------ Data provided

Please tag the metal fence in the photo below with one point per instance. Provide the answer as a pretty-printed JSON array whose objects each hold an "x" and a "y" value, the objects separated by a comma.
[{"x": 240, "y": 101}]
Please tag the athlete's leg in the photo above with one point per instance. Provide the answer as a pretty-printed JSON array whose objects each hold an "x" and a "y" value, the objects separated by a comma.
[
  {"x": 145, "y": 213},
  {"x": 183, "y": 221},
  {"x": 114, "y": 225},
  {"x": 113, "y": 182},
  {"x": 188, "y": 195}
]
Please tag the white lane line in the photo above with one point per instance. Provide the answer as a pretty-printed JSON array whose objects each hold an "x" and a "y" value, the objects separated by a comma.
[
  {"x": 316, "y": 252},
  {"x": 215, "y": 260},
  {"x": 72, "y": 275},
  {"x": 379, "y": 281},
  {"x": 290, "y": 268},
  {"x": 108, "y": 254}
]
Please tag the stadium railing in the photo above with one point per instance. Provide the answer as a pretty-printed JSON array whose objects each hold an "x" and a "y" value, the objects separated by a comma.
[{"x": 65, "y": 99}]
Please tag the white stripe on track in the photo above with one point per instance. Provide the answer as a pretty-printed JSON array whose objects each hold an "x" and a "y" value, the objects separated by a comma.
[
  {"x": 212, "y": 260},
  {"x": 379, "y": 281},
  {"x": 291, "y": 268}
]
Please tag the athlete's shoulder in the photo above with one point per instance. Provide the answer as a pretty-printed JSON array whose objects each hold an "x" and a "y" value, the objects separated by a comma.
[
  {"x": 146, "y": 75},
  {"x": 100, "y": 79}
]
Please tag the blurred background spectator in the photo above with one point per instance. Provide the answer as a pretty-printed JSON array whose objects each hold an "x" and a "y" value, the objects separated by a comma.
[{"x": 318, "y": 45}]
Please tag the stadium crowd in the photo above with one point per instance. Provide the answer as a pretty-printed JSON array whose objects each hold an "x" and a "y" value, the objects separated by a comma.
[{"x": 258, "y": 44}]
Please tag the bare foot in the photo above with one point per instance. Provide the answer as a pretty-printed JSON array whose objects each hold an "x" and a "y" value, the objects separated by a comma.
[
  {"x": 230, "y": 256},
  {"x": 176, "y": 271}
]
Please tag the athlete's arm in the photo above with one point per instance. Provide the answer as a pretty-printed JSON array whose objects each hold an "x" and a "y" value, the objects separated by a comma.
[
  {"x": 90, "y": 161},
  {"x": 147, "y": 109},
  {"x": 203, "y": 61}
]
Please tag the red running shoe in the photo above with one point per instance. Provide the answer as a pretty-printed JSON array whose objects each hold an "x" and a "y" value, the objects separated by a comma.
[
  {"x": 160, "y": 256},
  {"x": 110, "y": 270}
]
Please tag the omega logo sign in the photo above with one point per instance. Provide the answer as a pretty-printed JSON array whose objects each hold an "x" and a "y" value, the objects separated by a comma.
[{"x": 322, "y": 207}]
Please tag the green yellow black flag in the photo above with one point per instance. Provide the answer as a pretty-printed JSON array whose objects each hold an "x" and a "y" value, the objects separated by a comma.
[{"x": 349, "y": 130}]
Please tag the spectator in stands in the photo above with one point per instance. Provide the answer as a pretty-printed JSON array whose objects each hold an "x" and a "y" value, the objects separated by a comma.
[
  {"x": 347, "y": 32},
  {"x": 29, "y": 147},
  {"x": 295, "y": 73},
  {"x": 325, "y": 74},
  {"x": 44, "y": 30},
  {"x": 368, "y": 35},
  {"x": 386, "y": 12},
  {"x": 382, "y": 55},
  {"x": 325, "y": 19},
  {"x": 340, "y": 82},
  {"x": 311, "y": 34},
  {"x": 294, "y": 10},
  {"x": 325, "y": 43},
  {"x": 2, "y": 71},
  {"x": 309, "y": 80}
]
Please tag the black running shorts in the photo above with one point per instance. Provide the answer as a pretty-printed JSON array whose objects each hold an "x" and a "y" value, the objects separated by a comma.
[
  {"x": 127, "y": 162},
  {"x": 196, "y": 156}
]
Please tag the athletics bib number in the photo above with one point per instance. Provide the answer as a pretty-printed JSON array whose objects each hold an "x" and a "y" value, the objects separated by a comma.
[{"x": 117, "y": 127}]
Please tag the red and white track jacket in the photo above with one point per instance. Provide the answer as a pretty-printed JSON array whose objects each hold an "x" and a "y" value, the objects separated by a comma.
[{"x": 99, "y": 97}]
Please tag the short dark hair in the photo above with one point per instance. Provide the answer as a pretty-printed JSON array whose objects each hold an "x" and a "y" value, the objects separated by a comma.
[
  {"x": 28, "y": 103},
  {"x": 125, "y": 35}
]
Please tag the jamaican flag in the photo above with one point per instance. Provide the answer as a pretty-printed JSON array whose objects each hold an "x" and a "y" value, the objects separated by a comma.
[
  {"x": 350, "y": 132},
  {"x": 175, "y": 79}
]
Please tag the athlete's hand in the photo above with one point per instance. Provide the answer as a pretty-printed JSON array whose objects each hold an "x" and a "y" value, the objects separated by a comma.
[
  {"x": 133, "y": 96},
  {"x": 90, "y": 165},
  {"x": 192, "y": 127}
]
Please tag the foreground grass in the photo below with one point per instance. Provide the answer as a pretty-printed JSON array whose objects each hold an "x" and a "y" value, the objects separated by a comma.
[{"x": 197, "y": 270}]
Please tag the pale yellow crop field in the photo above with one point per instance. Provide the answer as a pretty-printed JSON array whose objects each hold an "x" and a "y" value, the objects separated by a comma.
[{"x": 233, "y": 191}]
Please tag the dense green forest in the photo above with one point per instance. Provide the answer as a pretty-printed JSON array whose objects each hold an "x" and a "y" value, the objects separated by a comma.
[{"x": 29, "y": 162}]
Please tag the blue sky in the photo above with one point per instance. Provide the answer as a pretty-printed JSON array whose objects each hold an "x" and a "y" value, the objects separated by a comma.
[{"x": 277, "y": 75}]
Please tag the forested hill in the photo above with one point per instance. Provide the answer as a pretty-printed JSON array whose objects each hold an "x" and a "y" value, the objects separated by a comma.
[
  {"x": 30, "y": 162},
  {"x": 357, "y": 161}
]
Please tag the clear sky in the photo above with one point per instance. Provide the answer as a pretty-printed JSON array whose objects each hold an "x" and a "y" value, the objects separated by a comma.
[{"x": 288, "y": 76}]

------------

▶ [What needs to be done] Repeat precisely, and with nothing added, every line from the one containing "Please tag the forested" to the last line of the listing above.

▶ [Exercise output]
Please tag the forested hill in the photo above with one point per instance. Provide the answer as a pretty-printed JSON array whose objects each hold an "x" and a "y" value, the objects separated by a comma.
[
  {"x": 30, "y": 162},
  {"x": 357, "y": 161}
]
Please tag the clear sky in the photo above with one point per instance. Provide the answer as a pretty-printed JSON array whose objects each hold an "x" and a "y" value, the objects separated by a comma.
[{"x": 288, "y": 76}]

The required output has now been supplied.